WHAT YOU NEED TO DO: Print all of the material below word for word, but leave out the pictures.
* begin DATASET EXCERPTS *
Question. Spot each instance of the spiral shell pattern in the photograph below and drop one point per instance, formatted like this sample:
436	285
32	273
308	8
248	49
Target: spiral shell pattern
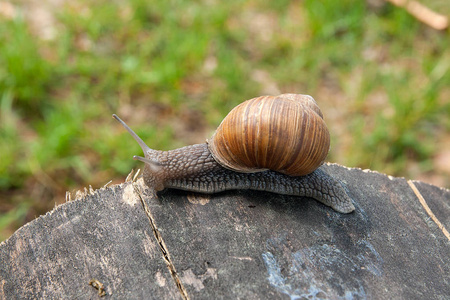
284	133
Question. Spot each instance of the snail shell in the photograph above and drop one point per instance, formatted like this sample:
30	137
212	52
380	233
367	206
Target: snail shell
284	133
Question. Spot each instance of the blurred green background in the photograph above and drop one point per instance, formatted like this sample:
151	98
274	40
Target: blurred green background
173	69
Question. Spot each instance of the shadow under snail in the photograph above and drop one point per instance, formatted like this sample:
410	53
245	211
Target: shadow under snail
269	143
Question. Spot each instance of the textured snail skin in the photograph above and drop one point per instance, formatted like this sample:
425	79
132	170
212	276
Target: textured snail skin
* end DATASET EXCERPTS *
WRITTEN ANSWER:
Question. Spot each instance of the spiral shell pattern in the photograph below and drop one point per instance, formatted like this sample:
436	285
32	273
308	8
248	49
Target: spiral shell pattern
284	133
Question. Spot each instance of the snail shell in the photograph above and drop one point per instance, formatted like this sample:
30	137
212	52
380	233
367	206
Target: snail shell
284	133
Question. Spot each instance of the blurred green background in the photograph above and drop one point per instance, formatted like this sample:
151	98
274	40
Target: blurred green background
173	69
Question. Spot each instance of the shadow under snail in the photograph above and drop one point per instance, formatted like this sample:
410	53
245	211
Target: shadow under snail
269	143
Question. Spot each instance of the textured snail skin in the photograph above and drop one point per instance, formatted like this sample:
425	79
132	170
212	276
Target: textured snail skin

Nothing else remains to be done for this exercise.